## WHAT THE TASK ASKS
Extract every line in the dataset entries below that contains the string "sunlight", matching case exactly.

Dataset entries
**********

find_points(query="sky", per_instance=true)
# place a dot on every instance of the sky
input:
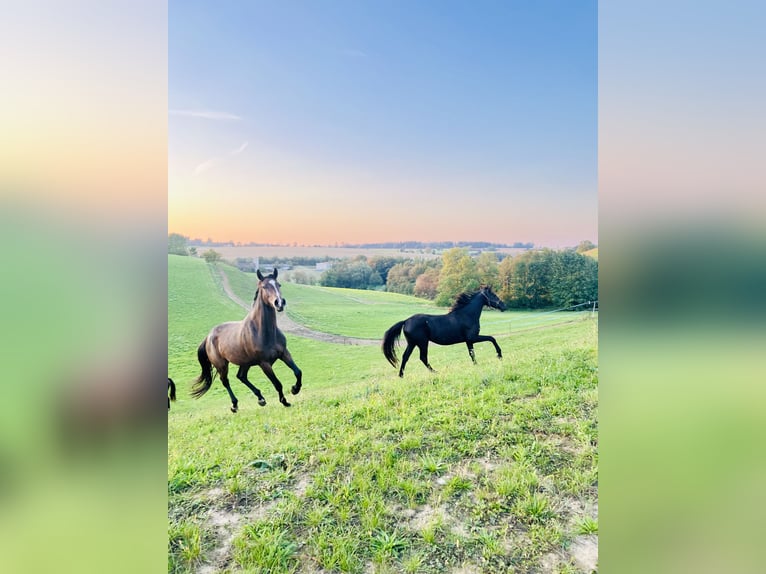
(355, 122)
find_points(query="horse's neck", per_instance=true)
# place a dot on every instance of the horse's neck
(474, 306)
(264, 317)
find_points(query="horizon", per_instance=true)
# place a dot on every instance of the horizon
(370, 244)
(357, 124)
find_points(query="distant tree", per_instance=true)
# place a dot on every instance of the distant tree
(458, 274)
(382, 264)
(574, 279)
(177, 244)
(585, 245)
(353, 274)
(402, 276)
(525, 279)
(427, 283)
(245, 264)
(303, 278)
(487, 269)
(211, 256)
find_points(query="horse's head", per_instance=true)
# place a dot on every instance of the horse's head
(491, 298)
(268, 287)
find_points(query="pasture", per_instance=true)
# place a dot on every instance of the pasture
(486, 468)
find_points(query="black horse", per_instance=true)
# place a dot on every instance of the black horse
(171, 391)
(460, 325)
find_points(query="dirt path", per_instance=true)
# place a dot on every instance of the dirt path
(287, 325)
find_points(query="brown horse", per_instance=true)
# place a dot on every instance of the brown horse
(255, 340)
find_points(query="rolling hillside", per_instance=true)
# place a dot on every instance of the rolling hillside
(480, 468)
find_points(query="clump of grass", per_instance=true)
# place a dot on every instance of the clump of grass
(533, 508)
(185, 544)
(433, 465)
(387, 545)
(457, 485)
(587, 526)
(262, 547)
(336, 549)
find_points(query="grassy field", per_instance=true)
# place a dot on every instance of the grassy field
(266, 252)
(367, 314)
(487, 468)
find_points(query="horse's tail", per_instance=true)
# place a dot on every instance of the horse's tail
(205, 380)
(172, 388)
(389, 342)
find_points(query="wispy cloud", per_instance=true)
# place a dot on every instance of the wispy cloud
(205, 114)
(206, 165)
(240, 149)
(216, 161)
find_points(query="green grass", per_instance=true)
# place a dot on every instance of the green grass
(368, 314)
(474, 465)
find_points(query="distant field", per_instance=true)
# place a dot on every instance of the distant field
(367, 314)
(232, 253)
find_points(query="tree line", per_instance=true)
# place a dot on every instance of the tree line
(534, 279)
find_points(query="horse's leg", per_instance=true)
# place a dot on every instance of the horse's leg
(287, 359)
(470, 351)
(223, 372)
(242, 376)
(424, 355)
(406, 357)
(491, 339)
(266, 367)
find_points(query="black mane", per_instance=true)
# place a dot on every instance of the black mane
(462, 300)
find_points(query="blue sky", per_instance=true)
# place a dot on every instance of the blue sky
(375, 121)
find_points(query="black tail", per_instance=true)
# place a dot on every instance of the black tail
(205, 380)
(389, 342)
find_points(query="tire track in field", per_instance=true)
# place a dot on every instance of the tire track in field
(287, 325)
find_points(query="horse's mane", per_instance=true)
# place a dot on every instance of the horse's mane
(462, 300)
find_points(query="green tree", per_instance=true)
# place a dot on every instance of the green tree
(211, 256)
(458, 274)
(382, 265)
(574, 279)
(585, 245)
(525, 279)
(487, 269)
(352, 274)
(427, 283)
(177, 244)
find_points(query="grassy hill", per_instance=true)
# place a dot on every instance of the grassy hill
(473, 469)
(367, 314)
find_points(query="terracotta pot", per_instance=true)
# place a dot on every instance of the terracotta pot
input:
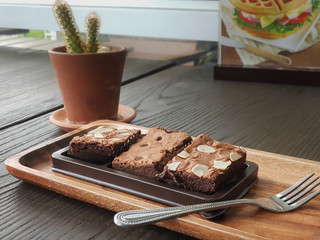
(89, 83)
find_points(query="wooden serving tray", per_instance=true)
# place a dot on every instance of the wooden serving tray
(276, 172)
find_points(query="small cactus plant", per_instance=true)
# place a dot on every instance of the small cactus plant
(72, 36)
(92, 32)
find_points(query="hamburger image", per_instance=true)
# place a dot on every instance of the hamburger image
(274, 19)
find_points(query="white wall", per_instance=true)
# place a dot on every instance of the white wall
(174, 19)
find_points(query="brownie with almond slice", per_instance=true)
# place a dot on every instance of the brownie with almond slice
(150, 154)
(101, 145)
(205, 165)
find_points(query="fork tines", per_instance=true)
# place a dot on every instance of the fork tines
(300, 189)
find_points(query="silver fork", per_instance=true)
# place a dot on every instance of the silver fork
(289, 199)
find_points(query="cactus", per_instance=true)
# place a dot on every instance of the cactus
(65, 19)
(92, 26)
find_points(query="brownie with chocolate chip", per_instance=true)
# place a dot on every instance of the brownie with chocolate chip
(205, 165)
(102, 144)
(150, 154)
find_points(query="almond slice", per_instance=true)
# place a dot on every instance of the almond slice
(124, 134)
(101, 129)
(183, 154)
(98, 135)
(173, 166)
(199, 169)
(222, 165)
(114, 139)
(205, 149)
(121, 130)
(243, 150)
(235, 156)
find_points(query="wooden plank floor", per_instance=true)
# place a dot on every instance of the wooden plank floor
(179, 98)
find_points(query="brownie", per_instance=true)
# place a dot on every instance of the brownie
(102, 145)
(150, 154)
(205, 165)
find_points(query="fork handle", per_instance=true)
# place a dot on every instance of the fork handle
(141, 217)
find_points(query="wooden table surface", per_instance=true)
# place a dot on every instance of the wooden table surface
(275, 118)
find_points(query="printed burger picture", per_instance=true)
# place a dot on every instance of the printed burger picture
(273, 19)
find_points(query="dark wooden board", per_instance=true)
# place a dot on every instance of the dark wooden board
(28, 86)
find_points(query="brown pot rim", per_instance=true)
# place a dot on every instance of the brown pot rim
(61, 50)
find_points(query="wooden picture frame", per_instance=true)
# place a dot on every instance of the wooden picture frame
(281, 52)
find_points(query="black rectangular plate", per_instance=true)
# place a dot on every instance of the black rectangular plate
(154, 190)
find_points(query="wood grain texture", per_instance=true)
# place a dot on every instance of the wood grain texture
(270, 117)
(276, 173)
(30, 212)
(28, 86)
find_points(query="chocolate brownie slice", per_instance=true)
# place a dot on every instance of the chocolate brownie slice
(204, 165)
(102, 145)
(149, 155)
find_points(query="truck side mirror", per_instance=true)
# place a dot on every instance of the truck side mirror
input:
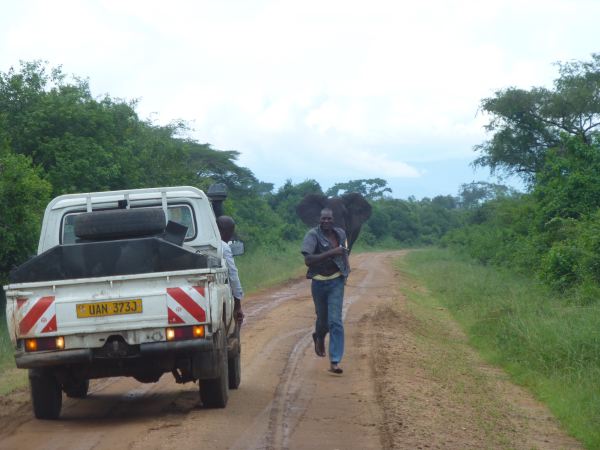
(237, 247)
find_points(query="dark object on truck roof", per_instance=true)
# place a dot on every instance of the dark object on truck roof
(120, 223)
(109, 258)
(217, 193)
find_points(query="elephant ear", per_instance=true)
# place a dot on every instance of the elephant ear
(309, 209)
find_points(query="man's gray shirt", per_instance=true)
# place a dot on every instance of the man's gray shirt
(234, 279)
(315, 242)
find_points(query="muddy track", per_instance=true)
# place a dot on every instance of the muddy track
(287, 398)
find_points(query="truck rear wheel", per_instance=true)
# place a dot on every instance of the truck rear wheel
(214, 392)
(78, 389)
(46, 394)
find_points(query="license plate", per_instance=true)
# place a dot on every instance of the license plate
(112, 308)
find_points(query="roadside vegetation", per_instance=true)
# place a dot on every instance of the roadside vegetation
(544, 340)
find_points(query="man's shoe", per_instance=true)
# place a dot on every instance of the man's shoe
(334, 368)
(319, 345)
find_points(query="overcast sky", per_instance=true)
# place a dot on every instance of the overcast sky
(332, 90)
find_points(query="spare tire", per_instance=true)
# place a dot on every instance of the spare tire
(120, 223)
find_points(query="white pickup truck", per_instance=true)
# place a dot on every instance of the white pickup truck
(125, 283)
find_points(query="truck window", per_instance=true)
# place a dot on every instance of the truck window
(177, 213)
(182, 214)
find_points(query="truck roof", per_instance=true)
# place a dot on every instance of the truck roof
(97, 198)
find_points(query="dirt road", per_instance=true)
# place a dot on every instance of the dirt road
(395, 391)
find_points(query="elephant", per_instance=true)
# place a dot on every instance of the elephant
(350, 211)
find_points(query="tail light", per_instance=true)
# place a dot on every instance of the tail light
(181, 333)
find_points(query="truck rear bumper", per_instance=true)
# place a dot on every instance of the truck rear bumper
(86, 356)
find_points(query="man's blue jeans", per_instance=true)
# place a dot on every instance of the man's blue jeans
(328, 296)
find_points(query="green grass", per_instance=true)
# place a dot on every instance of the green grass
(267, 266)
(546, 343)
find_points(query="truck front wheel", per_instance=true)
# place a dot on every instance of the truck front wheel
(214, 392)
(46, 394)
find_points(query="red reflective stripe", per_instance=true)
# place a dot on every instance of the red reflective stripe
(173, 318)
(51, 325)
(188, 303)
(200, 290)
(34, 314)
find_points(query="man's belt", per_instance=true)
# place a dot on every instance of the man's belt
(327, 277)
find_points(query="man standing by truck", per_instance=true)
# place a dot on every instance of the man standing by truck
(326, 256)
(226, 228)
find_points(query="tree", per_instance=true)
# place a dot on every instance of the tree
(526, 123)
(371, 189)
(23, 197)
(474, 194)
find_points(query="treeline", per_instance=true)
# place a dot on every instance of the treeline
(57, 138)
(550, 138)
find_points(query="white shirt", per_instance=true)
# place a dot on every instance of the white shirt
(234, 279)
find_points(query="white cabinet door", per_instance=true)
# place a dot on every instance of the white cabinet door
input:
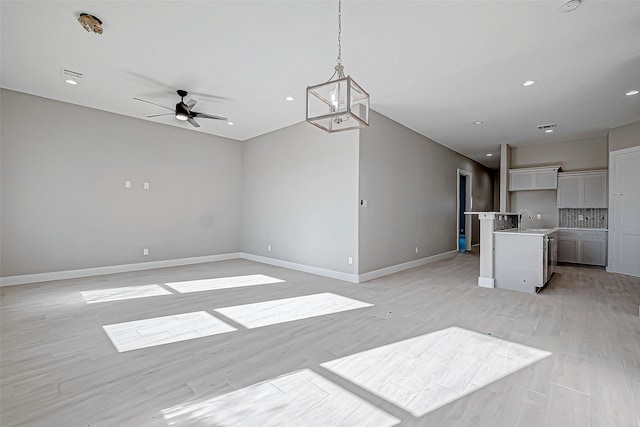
(595, 191)
(569, 191)
(545, 180)
(582, 190)
(568, 250)
(593, 252)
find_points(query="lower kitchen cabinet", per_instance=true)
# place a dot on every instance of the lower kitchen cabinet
(582, 246)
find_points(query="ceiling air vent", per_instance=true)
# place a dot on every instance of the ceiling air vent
(69, 74)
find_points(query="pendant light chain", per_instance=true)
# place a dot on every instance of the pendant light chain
(340, 32)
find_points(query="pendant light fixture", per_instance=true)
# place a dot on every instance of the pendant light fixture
(340, 103)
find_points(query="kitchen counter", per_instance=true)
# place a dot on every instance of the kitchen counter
(528, 231)
(580, 228)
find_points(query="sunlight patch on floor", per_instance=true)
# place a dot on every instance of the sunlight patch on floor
(301, 398)
(424, 373)
(222, 283)
(145, 333)
(128, 292)
(289, 309)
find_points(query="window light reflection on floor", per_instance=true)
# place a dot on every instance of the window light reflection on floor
(427, 372)
(301, 398)
(289, 309)
(155, 331)
(222, 283)
(128, 292)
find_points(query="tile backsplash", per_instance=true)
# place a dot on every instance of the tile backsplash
(507, 222)
(592, 218)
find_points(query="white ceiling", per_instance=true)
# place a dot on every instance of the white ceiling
(434, 66)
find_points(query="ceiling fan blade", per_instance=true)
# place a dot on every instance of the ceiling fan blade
(207, 116)
(153, 103)
(158, 115)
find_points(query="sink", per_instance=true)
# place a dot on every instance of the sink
(538, 230)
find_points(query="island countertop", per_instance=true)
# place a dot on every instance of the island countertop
(528, 232)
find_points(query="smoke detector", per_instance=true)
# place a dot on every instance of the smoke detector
(570, 6)
(548, 128)
(90, 23)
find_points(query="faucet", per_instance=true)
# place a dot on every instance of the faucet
(520, 217)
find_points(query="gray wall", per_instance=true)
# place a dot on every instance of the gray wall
(624, 136)
(576, 155)
(64, 205)
(409, 182)
(301, 197)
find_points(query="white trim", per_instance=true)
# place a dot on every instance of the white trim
(486, 282)
(404, 266)
(124, 268)
(347, 277)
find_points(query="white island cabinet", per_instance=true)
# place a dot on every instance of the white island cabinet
(524, 259)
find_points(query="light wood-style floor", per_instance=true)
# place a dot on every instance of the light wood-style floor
(59, 367)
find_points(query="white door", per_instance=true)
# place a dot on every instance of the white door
(624, 211)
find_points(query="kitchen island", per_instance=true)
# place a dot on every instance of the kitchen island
(524, 259)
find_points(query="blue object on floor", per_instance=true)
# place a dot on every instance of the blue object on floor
(462, 243)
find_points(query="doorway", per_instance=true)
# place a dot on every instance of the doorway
(464, 204)
(624, 205)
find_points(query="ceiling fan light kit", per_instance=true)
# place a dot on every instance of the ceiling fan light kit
(184, 110)
(339, 104)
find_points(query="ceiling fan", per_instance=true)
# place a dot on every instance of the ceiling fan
(183, 110)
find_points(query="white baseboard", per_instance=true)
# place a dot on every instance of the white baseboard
(486, 282)
(98, 271)
(347, 277)
(404, 266)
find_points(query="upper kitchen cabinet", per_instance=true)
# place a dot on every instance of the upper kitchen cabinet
(582, 189)
(541, 178)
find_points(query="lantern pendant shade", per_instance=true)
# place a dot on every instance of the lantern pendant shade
(338, 105)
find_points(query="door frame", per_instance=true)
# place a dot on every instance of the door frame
(612, 262)
(468, 205)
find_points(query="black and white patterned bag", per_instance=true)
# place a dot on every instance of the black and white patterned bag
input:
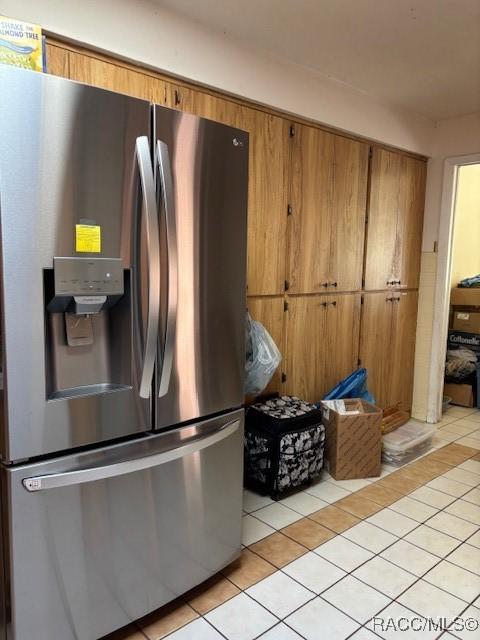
(284, 442)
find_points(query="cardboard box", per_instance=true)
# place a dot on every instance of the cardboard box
(460, 297)
(461, 394)
(353, 443)
(467, 321)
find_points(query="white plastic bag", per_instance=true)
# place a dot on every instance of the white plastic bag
(262, 357)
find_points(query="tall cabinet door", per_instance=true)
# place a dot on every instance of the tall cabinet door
(376, 348)
(403, 348)
(395, 221)
(322, 343)
(341, 338)
(306, 347)
(270, 312)
(267, 201)
(387, 345)
(328, 198)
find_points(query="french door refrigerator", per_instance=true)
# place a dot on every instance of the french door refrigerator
(123, 235)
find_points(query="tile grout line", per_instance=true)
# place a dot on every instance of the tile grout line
(336, 534)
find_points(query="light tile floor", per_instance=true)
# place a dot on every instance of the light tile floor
(332, 561)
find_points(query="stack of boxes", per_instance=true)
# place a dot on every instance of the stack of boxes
(464, 334)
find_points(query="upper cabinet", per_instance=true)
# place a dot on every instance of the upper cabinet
(57, 61)
(115, 77)
(268, 161)
(395, 221)
(328, 207)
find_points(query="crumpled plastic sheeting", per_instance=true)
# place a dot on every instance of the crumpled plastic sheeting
(262, 357)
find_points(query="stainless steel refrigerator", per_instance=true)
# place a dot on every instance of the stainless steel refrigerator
(123, 240)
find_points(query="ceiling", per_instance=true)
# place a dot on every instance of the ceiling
(420, 55)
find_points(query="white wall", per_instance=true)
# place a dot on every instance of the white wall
(452, 137)
(140, 31)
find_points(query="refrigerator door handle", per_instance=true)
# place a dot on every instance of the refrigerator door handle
(167, 195)
(145, 169)
(69, 478)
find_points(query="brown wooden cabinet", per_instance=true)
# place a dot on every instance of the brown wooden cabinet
(323, 176)
(395, 220)
(328, 200)
(270, 312)
(57, 61)
(387, 345)
(322, 342)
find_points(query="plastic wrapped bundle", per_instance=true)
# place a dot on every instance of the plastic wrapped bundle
(460, 365)
(262, 357)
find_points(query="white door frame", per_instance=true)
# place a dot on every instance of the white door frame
(442, 286)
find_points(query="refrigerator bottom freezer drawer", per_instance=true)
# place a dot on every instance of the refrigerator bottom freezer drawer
(96, 540)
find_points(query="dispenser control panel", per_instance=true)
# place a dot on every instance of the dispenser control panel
(88, 276)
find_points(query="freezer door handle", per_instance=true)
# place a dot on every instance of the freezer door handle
(168, 207)
(145, 169)
(69, 478)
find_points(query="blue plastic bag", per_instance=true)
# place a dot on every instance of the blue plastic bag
(353, 386)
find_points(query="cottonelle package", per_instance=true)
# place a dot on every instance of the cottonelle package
(21, 44)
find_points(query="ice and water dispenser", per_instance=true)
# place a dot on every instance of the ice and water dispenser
(88, 326)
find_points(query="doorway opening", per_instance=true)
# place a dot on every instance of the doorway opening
(458, 258)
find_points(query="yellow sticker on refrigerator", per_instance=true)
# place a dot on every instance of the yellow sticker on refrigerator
(88, 238)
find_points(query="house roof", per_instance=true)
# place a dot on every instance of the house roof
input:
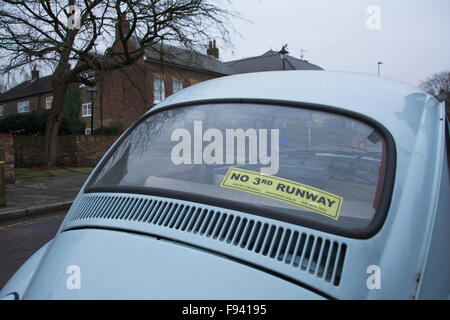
(269, 61)
(183, 57)
(28, 88)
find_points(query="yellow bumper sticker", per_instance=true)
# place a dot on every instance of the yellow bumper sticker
(284, 190)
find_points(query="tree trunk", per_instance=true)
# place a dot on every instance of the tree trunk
(60, 87)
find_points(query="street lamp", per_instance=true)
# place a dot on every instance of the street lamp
(92, 94)
(379, 63)
(283, 55)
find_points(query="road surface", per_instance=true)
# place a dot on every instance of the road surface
(19, 239)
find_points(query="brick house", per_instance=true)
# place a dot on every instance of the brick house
(125, 94)
(30, 95)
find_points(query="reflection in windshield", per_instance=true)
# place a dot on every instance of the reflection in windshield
(330, 152)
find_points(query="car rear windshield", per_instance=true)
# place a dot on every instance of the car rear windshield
(311, 166)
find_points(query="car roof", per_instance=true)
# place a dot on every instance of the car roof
(387, 101)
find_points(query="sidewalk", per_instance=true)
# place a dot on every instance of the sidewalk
(40, 191)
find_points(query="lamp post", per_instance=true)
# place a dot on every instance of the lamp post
(92, 94)
(283, 55)
(379, 63)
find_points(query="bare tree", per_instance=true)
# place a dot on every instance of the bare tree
(438, 86)
(70, 36)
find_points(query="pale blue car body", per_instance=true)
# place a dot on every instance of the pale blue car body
(123, 258)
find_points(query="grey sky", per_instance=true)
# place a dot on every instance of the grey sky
(413, 41)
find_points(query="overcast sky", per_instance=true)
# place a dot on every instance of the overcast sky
(412, 40)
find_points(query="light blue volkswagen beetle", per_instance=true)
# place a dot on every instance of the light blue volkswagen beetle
(273, 185)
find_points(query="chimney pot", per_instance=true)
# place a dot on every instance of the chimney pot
(213, 51)
(35, 73)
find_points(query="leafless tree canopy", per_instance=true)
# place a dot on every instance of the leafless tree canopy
(50, 32)
(438, 85)
(70, 37)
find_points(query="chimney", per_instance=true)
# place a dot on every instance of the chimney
(213, 50)
(35, 73)
(125, 25)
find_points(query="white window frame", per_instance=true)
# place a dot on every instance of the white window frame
(159, 90)
(177, 85)
(48, 102)
(86, 110)
(23, 107)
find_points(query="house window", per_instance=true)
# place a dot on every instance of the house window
(48, 102)
(177, 85)
(158, 90)
(87, 110)
(23, 107)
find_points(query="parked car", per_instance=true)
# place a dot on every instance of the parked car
(272, 185)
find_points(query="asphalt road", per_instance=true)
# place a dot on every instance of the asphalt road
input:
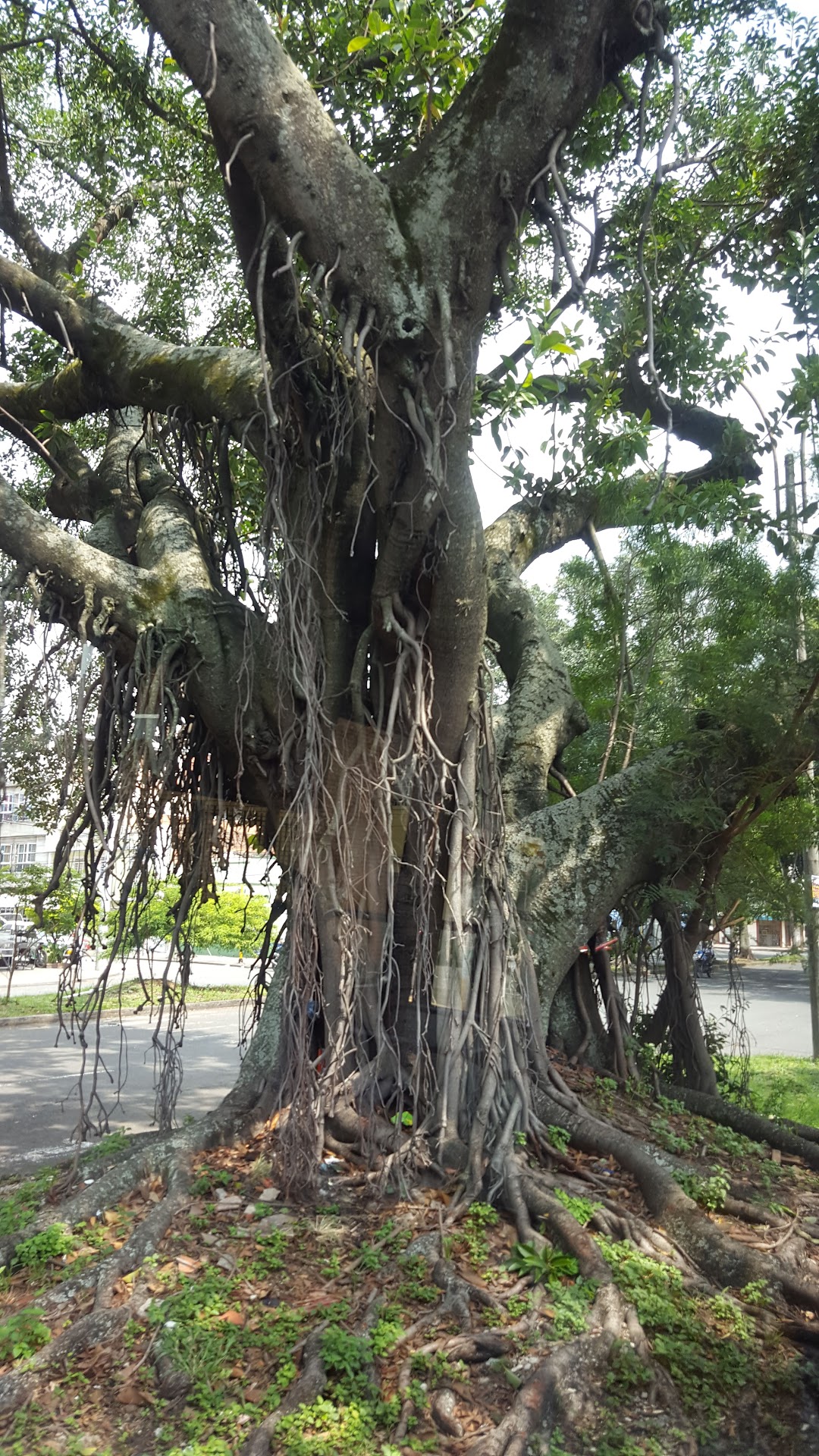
(38, 1081)
(777, 1006)
(38, 1098)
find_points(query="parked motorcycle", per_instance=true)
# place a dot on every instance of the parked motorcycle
(704, 962)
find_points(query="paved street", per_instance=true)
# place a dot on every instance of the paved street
(38, 1103)
(207, 970)
(38, 1100)
(777, 1006)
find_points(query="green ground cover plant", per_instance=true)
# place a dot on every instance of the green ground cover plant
(130, 995)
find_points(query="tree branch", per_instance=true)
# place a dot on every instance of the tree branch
(14, 223)
(308, 178)
(126, 366)
(572, 862)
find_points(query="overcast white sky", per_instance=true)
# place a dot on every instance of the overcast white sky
(754, 321)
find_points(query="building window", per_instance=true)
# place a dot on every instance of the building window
(768, 934)
(14, 807)
(18, 854)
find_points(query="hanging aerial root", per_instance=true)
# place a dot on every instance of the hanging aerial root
(311, 1381)
(569, 1388)
(789, 1138)
(101, 1327)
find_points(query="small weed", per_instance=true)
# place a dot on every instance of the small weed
(268, 1256)
(108, 1145)
(414, 1285)
(605, 1090)
(22, 1335)
(664, 1133)
(545, 1266)
(385, 1334)
(708, 1193)
(736, 1145)
(372, 1258)
(757, 1293)
(558, 1138)
(570, 1308)
(706, 1345)
(580, 1209)
(347, 1359)
(37, 1253)
(474, 1232)
(209, 1180)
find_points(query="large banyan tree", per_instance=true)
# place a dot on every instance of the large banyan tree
(253, 256)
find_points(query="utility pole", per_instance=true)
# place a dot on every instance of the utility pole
(811, 854)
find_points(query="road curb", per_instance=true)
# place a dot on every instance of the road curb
(53, 1019)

**********

## SOLUTION FOR THIS EXERCISE
find_points(query="sunlight patch on floor", per_instance=true)
# place a dot on every instance of the sunlight patch on floor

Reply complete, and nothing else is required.